### Problem statement
Exactly as written, transcribe the lines that run from the one containing "I already know the rocky" to the end of the records below.

### Data shown
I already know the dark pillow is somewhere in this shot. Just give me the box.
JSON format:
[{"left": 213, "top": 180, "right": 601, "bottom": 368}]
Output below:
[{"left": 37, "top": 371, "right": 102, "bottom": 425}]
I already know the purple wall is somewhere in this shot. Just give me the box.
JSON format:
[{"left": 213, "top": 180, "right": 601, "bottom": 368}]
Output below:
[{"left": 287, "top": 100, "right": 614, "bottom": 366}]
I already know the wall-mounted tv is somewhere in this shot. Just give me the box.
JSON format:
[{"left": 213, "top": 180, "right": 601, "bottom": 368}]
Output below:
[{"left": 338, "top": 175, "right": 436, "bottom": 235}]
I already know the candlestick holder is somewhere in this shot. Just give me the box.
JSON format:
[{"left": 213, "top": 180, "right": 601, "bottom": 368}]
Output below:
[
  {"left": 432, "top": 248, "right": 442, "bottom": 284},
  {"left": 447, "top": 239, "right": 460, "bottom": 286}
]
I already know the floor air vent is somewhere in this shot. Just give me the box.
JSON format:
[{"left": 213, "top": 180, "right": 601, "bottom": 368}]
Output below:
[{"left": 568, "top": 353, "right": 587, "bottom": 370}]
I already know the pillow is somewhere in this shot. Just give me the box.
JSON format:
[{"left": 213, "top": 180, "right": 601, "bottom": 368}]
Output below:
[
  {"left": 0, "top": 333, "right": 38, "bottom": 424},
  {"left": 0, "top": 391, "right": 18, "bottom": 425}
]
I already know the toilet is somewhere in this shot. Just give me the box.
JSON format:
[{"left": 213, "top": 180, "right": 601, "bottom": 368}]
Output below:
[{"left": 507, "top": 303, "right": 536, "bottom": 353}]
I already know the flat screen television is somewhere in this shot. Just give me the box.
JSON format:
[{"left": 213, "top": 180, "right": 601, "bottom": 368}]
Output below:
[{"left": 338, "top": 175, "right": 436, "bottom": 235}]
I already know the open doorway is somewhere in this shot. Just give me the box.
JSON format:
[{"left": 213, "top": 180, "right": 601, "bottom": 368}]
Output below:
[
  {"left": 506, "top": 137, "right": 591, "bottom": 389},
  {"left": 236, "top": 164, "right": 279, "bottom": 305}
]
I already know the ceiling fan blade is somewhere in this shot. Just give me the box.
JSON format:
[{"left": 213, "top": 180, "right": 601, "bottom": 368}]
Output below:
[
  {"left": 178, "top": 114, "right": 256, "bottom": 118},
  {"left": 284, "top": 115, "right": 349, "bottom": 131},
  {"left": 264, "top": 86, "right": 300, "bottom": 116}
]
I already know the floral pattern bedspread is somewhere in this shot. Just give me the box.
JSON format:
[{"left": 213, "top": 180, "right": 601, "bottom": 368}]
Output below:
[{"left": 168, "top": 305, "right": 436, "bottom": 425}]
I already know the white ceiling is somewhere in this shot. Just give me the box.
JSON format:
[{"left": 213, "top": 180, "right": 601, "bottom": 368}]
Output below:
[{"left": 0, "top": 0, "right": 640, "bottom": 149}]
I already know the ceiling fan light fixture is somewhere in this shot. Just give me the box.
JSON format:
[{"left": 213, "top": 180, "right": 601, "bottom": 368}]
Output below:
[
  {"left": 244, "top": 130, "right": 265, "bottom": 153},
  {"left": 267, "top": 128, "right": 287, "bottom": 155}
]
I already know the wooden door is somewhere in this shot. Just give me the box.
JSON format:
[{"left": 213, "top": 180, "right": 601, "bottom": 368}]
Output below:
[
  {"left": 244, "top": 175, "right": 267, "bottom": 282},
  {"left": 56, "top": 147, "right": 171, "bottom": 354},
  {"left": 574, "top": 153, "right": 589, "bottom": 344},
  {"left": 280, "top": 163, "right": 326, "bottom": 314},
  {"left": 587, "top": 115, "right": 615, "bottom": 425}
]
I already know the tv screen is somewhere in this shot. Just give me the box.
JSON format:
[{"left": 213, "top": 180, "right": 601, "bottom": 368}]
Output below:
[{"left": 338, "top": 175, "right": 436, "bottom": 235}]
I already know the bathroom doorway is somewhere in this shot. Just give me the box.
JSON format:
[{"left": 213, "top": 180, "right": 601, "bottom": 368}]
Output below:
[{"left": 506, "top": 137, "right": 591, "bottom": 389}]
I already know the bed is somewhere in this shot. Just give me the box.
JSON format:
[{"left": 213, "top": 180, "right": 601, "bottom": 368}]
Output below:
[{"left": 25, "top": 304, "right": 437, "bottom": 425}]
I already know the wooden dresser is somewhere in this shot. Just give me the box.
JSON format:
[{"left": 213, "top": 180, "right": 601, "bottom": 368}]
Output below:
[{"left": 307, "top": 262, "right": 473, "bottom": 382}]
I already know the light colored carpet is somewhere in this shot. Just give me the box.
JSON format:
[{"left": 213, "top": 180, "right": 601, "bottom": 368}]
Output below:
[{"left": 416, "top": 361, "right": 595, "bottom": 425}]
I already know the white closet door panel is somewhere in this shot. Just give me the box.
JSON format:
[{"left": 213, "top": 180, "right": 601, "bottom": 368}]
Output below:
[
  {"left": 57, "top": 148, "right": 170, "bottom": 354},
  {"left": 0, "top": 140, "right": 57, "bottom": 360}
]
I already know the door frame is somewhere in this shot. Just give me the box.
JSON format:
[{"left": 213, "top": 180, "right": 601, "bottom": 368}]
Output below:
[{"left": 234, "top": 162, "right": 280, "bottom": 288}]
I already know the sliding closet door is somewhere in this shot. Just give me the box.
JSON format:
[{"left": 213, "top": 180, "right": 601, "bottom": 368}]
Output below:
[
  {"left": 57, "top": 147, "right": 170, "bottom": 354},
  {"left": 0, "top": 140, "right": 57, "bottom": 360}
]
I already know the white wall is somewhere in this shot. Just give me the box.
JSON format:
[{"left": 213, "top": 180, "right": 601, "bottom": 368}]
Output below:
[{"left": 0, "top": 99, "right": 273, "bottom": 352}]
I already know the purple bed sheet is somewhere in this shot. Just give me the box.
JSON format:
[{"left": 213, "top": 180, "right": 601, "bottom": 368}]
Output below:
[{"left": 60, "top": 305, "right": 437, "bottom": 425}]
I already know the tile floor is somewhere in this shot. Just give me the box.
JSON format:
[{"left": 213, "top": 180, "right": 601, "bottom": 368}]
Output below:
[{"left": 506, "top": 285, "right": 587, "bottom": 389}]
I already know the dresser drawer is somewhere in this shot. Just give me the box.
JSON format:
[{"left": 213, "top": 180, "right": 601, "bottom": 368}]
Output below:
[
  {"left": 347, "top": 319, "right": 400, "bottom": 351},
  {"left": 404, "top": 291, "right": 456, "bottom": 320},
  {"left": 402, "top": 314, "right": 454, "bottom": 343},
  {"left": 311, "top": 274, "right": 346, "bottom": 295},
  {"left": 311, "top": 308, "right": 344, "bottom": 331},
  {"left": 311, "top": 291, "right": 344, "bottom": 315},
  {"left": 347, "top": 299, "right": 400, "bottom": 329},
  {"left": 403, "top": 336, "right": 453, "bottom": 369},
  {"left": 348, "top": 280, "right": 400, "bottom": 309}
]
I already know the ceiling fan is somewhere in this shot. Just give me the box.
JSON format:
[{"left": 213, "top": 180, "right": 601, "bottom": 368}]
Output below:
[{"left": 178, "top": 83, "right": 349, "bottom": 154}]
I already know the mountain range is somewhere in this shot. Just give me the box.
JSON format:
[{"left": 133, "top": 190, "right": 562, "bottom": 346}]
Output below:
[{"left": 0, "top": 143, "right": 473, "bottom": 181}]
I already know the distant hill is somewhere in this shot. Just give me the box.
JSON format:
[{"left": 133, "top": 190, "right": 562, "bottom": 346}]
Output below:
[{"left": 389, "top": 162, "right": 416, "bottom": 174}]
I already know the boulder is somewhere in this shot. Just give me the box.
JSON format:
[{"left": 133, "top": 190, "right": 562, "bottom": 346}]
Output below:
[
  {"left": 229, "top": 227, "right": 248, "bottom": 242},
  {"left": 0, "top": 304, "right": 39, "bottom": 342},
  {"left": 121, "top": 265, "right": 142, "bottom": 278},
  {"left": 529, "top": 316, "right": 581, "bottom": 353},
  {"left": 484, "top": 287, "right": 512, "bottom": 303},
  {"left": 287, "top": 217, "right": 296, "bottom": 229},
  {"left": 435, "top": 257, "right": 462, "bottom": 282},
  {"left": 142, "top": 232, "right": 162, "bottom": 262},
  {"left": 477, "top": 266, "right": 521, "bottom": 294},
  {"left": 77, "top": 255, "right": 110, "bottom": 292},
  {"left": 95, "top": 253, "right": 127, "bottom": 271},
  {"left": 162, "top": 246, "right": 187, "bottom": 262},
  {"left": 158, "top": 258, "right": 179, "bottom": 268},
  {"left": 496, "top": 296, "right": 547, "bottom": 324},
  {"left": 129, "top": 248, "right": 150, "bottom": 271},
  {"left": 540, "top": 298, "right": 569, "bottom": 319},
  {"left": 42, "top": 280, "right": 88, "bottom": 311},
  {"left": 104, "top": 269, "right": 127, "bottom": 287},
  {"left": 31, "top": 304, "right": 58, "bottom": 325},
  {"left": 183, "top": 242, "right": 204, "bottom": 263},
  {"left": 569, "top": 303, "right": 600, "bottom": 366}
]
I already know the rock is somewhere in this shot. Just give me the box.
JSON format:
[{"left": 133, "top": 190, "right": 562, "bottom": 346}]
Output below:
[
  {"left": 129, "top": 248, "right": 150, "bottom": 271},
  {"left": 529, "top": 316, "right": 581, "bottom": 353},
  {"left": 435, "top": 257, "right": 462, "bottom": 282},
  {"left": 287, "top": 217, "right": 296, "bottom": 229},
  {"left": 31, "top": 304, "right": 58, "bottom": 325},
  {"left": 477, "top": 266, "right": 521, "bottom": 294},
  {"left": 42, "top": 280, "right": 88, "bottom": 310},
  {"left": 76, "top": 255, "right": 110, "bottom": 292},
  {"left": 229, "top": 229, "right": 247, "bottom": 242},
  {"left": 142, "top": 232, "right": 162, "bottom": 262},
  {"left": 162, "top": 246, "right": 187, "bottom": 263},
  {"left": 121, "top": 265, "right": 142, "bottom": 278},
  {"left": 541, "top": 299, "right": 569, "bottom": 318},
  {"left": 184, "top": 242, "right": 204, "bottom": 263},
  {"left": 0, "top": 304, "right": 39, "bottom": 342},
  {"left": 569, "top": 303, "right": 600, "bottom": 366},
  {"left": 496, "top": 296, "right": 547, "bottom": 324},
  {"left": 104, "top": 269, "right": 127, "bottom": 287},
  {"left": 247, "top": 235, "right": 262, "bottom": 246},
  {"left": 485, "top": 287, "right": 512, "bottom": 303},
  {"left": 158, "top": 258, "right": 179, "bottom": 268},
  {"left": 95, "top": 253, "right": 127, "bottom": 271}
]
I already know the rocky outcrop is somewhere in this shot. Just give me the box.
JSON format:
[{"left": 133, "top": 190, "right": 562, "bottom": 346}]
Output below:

### Answer to the problem
I already know the rocky outcrop is somewhere in this shot. Just give me the box.
JSON format:
[{"left": 133, "top": 190, "right": 562, "bottom": 346}]
Output below:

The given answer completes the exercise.